In every row, switch each "disc" to "circle" and write the rows out again with nothing else altered.

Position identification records
-- start --
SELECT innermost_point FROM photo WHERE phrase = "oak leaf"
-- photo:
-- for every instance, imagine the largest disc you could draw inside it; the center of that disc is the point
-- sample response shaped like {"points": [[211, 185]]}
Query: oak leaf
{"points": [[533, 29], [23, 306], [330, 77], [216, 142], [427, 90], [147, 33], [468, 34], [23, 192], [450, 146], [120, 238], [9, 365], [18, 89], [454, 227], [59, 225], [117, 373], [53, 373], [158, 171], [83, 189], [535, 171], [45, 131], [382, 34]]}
-- end --
* **Full solution**
SELECT innermost_point FROM photo WHERE phrase = "oak leaf"
-- photo:
-- for every instance, imagine the largest circle you could draw inside it; the center of that circle is the point
-- sample response shaped like {"points": [[211, 185]]}
Query: oak leaf
{"points": [[533, 29], [23, 306], [330, 77], [216, 142], [427, 90], [147, 33], [468, 34], [23, 192], [450, 146], [120, 238], [9, 365], [18, 89], [454, 227], [59, 225], [117, 373], [53, 373], [158, 171], [83, 189], [535, 171], [45, 131], [382, 34]]}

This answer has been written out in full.